DATA IN THIS EXERCISE:
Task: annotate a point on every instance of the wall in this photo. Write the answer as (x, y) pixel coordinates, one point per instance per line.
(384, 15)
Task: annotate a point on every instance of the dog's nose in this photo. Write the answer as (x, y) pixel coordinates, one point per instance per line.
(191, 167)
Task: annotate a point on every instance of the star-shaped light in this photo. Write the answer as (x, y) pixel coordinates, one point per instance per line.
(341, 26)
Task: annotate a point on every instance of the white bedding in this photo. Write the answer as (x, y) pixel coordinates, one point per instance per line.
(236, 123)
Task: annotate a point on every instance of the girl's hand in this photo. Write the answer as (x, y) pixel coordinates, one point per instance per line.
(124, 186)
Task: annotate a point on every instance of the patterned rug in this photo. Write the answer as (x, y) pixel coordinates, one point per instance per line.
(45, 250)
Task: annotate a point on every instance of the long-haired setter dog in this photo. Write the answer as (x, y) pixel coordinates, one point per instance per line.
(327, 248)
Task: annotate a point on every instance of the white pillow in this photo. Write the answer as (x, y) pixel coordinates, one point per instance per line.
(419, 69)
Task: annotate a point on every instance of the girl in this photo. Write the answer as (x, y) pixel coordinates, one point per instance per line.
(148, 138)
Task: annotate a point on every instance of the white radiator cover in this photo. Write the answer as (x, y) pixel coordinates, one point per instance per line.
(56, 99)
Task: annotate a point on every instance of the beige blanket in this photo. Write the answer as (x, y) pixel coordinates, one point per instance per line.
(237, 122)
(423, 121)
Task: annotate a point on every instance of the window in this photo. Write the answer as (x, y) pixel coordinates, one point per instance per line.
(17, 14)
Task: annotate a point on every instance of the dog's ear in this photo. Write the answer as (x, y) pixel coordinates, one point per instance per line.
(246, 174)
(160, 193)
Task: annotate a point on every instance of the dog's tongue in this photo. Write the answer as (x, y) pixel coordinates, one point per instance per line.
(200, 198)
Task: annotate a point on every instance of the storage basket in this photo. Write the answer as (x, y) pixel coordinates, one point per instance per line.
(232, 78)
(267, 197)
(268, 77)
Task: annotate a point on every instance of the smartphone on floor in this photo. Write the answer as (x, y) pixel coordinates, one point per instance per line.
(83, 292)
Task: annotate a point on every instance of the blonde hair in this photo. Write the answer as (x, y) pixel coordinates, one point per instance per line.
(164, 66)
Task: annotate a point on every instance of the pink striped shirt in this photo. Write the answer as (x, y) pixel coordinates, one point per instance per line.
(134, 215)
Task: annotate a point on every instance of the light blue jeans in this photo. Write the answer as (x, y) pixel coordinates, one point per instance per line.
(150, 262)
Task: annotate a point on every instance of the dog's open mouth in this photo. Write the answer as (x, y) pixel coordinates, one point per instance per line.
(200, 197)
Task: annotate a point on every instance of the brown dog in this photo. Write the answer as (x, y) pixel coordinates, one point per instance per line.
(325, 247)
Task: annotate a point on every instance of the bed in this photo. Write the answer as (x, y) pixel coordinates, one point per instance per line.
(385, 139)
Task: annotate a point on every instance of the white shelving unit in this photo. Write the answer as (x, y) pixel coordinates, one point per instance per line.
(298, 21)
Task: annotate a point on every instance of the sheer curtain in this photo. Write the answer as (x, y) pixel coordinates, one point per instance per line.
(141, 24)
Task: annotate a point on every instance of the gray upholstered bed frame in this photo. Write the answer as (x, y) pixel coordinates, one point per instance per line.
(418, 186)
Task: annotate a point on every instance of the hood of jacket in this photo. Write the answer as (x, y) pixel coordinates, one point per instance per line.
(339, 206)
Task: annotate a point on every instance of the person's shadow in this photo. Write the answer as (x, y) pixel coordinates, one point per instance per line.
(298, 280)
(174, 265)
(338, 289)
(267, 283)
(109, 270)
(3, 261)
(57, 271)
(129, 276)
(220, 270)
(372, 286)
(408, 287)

WRITTEN PROBLEM: Copy every line of the listing above word for word, from start to finish.

FINISHED TASK:
Task: annotate a point on every instance of the wall in this photo. Write the answer as (x, y) pixel coordinates, one point per instance per line.
(384, 15)
Task: annotate a point on every instance of the dog's nose in this photo. Write the answer as (x, y) pixel coordinates, one point per instance per line.
(191, 167)
Task: annotate a point on every instance of the star-shaped light in this photo. Write the answer as (x, y) pixel coordinates, one point per instance per line.
(341, 26)
Task: annotate a point on every instance of the white bedding in this photo. Write the answer as (x, y) pixel coordinates, one point per instance per line.
(236, 123)
Task: annotate a point on every instance of the girl's hand in this photo. Write the answer as (x, y) pixel coordinates, one point per instance per line.
(124, 186)
Task: annotate a point on every instance of the patterned rug in this photo. Write the answer as (x, y) pixel coordinates, one point per instance per line.
(45, 250)
Task: annotate a point on every instance of the long-haired setter dog in this photo. Write the answer as (x, y) pixel coordinates, one point per instance per line.
(327, 248)
Task: annotate a point on every instance of the white pillow in this photo. Write the answer as (x, y) pixel coordinates, one point per instance per line.
(419, 69)
Task: annotate a point on every instance of the girl in this photo. Write the answer as (x, y) pixel coordinates, one point per instance per line.
(148, 138)
Task: annotate a point on every instance of the white radiator cover in this photo. Write the answer as (x, y) pixel coordinates, one point per instance per line.
(56, 99)
Task: annotate a point on every instance of the beige blanket in this photo. Write the answer as (x, y) pixel coordinates, one point per instance per line.
(237, 122)
(423, 121)
Task: annotate a point on every instance of the window in this photo. Write the answer as (x, y) pixel coordinates, one point per instance per line.
(17, 14)
Task: annotate a point on every instance of the dog's ear in this photo. Write the answer as (x, y) pixel coordinates, one point per instance per line.
(246, 174)
(160, 193)
Task: annotate a point on every instance of the dog's tongue in this photo. Write the answer as (x, y) pixel coordinates, one point per instance per line.
(200, 198)
Task: annotate a point on every instance of the storage basket in this photo. Write the answer as (x, y) pixel coordinates, one point per instance per line.
(232, 78)
(267, 197)
(268, 77)
Task: annotate a point on every instance of the smartphone on floor in this photo. Write the answer as (x, y) pixel coordinates, one point per instance per line.
(83, 292)
Task: annotate a point on every instance of the blonde hair in this photo. Write the answer as (x, y) pixel coordinates, one point per instance per line.
(164, 66)
Task: annotate a point on every instance of the pink striped shirt in this photo. Write the answer as (x, y) pixel coordinates, one point per instance per line.
(134, 215)
Task: annotate a point on every instance of the light blue jeans in this photo. Write the answer as (x, y) pixel coordinates, one point per instance per line.
(150, 262)
Task: annotate a point on every instance of the dog's open mouth in this photo. Write the answer as (x, y) pixel coordinates, one point per instance per line.
(200, 197)
Task: annotate a point on every instance of the brown dog in this photo. Write the answer as (x, y) pixel coordinates, one point per instance per line.
(325, 247)
Task: annotate a point on every instance of the bed in this photo. Write the answer as (x, y) pixel coordinates, one point per instance per line.
(385, 139)
Task: annotate a point on every instance of the white shelving unit in this photo. Write the answer as (x, y) pixel coordinates, one point per instance per line.
(298, 21)
Task: annotate a point on every instance of the sheer curtain in this photo. Write the answer as (x, y) pixel coordinates, one point per instance per line.
(141, 24)
Task: annotate a point on every instance of the gray upholstered bed frame in this photo. Write the answer as (x, y) pixel coordinates, one point per instance per line.
(418, 186)
Task: annotate a point on every instance of the hood of jacket in this photo. Write the answer as (x, y) pixel coordinates, one point per instance per line.
(339, 206)
Task: annotate a point on every instance of the person's shadow in this photo. Write the answer as (x, y) pixel coordinates, one point per instance per line.
(298, 280)
(174, 265)
(338, 289)
(267, 283)
(109, 270)
(3, 261)
(57, 271)
(129, 276)
(220, 270)
(372, 286)
(408, 287)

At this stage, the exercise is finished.